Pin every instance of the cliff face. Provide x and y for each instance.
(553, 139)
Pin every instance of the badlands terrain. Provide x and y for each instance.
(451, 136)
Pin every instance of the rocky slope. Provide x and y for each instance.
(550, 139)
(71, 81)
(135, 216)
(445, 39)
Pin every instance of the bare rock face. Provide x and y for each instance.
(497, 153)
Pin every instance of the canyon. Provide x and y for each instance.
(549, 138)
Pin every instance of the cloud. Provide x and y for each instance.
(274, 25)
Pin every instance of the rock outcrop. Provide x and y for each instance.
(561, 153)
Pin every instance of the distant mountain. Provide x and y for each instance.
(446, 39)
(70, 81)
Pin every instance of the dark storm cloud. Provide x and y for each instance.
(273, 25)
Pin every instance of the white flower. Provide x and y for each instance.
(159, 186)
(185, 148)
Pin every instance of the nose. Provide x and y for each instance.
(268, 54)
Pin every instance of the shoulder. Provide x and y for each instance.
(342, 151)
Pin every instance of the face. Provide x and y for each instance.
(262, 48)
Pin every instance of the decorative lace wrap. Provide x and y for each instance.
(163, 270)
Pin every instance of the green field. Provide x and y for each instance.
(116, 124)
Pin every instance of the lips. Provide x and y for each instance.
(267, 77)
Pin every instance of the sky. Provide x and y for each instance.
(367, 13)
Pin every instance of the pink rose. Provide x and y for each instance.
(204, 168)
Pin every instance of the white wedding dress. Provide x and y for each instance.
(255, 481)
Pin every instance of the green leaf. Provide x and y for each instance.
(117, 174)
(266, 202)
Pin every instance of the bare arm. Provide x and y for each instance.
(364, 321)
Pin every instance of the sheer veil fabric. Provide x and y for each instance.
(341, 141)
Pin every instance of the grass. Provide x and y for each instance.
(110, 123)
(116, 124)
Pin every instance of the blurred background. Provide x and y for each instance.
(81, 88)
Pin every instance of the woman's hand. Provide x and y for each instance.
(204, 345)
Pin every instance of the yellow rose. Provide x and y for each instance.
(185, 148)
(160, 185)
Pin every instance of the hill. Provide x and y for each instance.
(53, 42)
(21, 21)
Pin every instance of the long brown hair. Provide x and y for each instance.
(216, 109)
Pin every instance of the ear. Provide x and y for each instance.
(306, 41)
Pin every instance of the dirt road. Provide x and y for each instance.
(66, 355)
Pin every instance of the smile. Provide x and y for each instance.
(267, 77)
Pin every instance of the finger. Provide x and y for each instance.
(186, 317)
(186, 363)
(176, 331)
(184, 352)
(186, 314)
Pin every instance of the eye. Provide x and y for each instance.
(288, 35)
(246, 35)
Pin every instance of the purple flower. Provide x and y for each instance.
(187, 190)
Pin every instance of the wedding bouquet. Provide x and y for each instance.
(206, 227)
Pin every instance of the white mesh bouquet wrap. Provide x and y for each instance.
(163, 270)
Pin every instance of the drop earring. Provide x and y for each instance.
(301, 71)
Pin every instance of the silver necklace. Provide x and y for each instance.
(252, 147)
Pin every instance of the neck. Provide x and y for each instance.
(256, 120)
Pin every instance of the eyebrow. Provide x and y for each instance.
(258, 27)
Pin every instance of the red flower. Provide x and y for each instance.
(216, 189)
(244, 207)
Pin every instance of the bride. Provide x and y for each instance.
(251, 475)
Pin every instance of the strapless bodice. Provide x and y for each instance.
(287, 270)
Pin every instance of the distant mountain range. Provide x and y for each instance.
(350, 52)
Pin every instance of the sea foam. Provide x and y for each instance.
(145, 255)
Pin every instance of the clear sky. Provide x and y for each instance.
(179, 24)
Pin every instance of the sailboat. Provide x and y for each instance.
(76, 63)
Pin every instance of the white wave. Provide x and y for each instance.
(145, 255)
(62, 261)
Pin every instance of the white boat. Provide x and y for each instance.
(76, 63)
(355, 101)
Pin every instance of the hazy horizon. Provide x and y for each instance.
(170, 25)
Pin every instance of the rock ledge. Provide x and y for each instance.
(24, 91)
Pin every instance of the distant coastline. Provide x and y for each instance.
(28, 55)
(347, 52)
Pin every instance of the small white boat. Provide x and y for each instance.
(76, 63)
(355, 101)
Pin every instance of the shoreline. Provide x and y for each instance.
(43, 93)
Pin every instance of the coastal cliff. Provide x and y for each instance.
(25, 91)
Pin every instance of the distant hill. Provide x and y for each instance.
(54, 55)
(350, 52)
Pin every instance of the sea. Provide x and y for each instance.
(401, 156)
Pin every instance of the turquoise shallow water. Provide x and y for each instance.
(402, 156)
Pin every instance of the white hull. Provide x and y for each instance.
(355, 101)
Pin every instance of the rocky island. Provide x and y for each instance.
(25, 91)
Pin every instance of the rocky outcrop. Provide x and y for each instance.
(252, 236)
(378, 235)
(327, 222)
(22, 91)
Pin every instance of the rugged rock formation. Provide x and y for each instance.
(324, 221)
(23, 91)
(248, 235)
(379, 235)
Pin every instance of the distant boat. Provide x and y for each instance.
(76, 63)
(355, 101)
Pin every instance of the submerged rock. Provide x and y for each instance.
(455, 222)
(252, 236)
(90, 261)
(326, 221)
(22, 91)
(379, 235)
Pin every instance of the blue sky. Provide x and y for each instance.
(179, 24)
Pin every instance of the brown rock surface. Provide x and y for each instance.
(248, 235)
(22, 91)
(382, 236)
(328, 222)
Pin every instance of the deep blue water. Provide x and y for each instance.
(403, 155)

- - - -

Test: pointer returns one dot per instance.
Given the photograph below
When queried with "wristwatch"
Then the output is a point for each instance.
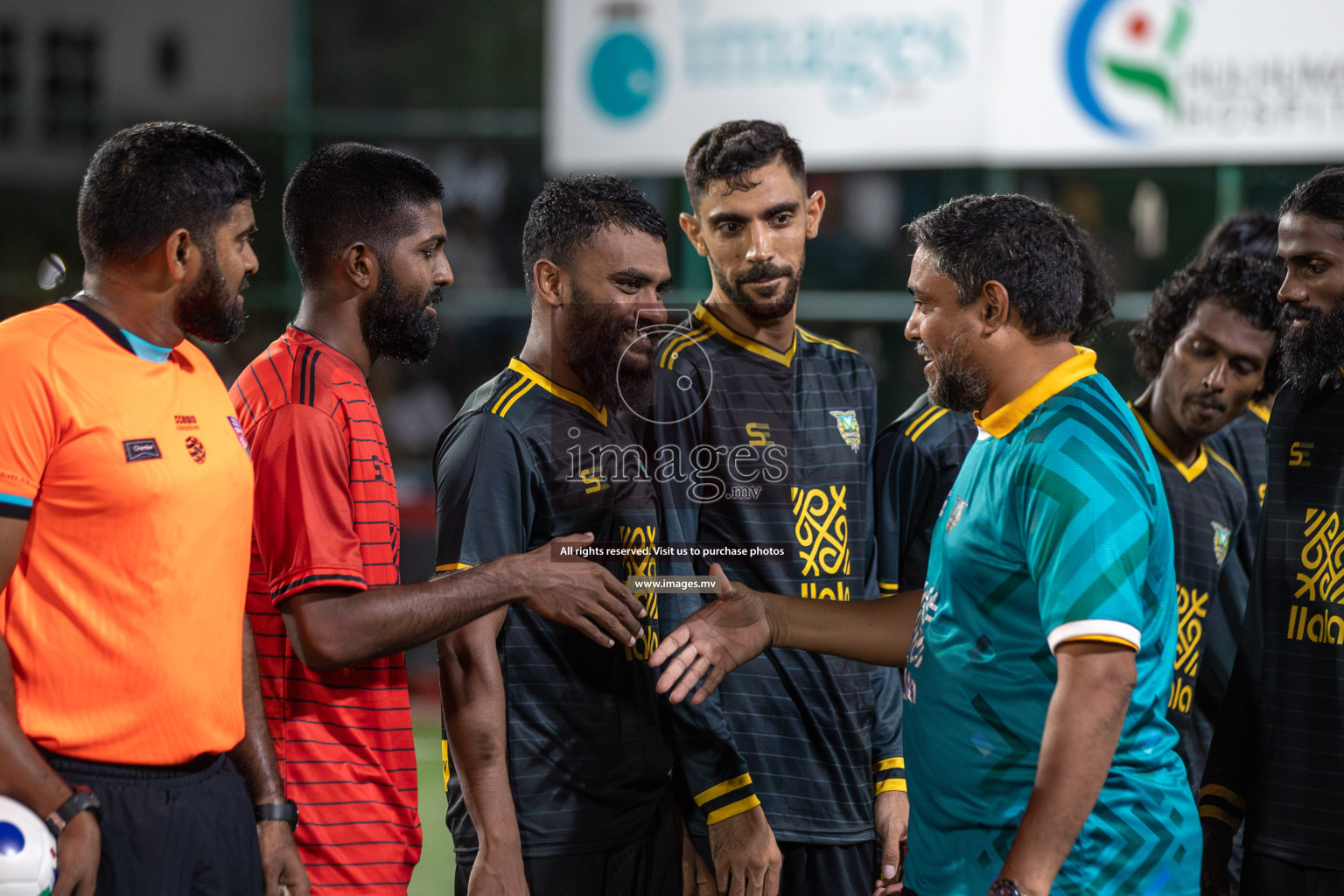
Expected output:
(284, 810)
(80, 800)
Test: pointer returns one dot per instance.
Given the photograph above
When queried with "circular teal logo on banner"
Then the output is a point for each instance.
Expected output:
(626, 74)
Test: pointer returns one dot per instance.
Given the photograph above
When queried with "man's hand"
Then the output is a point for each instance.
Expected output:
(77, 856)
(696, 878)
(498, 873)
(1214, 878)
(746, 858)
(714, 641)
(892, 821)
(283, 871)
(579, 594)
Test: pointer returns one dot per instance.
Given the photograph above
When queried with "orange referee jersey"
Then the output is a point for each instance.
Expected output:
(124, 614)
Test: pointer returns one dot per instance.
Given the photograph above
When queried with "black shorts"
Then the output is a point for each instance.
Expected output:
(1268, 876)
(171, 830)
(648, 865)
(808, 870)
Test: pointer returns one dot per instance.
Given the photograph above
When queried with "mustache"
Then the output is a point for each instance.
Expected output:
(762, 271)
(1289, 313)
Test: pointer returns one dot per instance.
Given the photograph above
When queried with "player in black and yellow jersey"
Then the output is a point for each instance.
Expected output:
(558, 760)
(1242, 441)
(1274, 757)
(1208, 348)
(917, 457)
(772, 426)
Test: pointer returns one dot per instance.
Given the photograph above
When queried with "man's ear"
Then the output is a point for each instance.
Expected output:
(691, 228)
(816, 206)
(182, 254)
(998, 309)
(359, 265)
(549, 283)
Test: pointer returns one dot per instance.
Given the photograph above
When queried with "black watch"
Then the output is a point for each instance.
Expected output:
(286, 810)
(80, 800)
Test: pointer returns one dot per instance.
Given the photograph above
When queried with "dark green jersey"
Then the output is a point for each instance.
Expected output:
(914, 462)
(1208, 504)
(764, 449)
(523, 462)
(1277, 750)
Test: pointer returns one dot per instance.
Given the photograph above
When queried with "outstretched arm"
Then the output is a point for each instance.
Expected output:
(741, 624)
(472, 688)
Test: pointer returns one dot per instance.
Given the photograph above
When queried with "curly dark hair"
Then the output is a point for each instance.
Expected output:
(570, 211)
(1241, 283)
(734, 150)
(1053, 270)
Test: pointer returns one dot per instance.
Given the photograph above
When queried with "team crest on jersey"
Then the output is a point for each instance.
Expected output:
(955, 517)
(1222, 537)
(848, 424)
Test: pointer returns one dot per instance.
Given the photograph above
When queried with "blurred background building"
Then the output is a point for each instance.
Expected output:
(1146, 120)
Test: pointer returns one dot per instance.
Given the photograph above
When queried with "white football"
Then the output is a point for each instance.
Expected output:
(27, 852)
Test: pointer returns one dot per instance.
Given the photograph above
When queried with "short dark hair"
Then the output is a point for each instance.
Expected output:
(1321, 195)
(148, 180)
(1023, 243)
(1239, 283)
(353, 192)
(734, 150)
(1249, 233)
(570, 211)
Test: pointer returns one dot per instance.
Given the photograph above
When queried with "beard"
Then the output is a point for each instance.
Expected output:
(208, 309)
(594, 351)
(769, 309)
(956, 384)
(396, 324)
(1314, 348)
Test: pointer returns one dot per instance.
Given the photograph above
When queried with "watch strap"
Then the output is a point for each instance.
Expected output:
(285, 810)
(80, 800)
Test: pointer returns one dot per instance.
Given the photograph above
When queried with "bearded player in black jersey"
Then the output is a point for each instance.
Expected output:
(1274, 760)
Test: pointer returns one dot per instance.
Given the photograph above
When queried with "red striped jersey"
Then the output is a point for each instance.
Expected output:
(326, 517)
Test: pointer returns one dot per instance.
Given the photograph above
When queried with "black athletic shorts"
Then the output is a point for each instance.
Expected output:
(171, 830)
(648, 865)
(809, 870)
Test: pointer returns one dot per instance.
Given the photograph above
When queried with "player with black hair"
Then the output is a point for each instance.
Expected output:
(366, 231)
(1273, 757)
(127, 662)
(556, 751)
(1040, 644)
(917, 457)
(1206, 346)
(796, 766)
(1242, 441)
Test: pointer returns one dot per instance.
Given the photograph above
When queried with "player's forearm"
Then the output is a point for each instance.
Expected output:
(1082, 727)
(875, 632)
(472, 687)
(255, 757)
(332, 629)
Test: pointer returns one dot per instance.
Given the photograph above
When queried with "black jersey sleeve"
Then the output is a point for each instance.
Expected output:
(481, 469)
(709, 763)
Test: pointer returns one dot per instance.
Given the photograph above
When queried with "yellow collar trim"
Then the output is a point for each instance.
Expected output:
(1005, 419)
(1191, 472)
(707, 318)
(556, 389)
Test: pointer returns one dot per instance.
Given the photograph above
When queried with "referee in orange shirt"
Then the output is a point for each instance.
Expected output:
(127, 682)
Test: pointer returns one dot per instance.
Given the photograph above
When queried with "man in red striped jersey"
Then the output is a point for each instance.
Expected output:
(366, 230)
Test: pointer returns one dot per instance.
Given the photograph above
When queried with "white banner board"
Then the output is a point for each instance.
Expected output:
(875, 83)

- - - -

Tell how many lines in the entries above include the word "jersey", and respond with the number alone.

Exercise result =
8